EXCERPT TO READ:
▼▼▼
Messages API (/v1/messages) fixes

stop_reason – Now correctly returns "tool_use" when the model invokes a tool.
disable_parallel_tool_use – Now correctly enforced.
role: "system" – The messages[] array now accepts role: "system" for MCP client compatibility.
Auth error shape – Authentication errors now return the Anthropic-standard error envelope.

ignore_eos parameter Requests can now pass ignore_eos: true to continue generation past the model’s end-of-sequence token. That feature is disabled by default for security reasons and needs to be enabled in the bundle deployment.

response_format fix for reasoning models Structured output parsing now uses reasoning-stripped completion text, preventing <think> tokens from corrupting JSON extraction on Gemma 4 and other reasoning models.
▲▲▲
PROBLEM DETAILS: Can you copy the part of the Messages API fix notes that opens with the words containing "ignore_eos parameter Requests" and closes with "the bundle deployment."?

SUPPLIED MATERIAL:
▼▼▼
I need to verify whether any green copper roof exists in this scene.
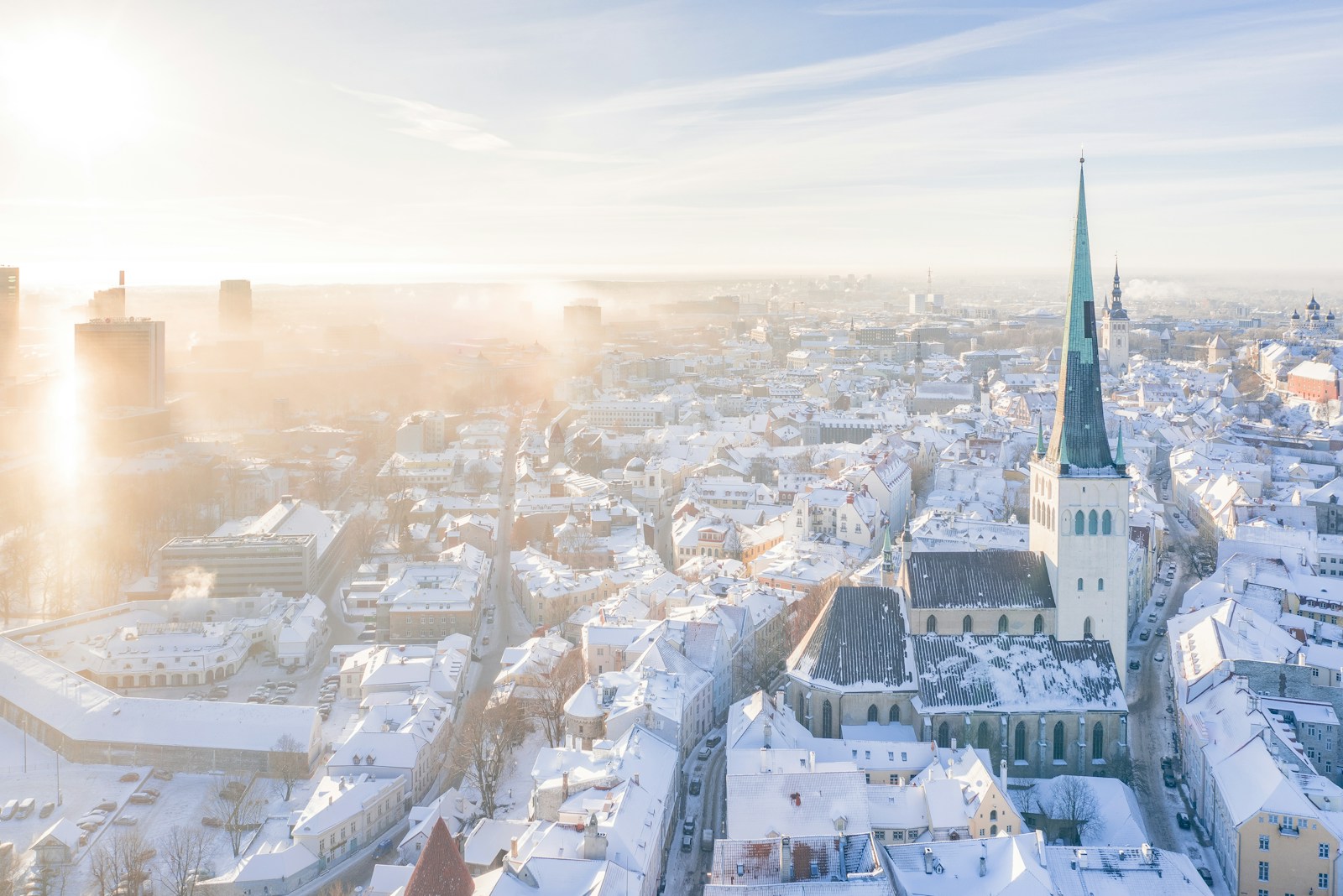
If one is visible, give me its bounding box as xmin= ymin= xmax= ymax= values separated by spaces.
xmin=1048 ymin=160 xmax=1115 ymax=470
▲▲▲
YOUR SOLUTION:
ignore_eos parameter Requests can now pass ignore_eos: true to continue generation past the model’s end-of-sequence token. That feature is disabled by default for security reasons and needs to be enabled in the bundle deployment.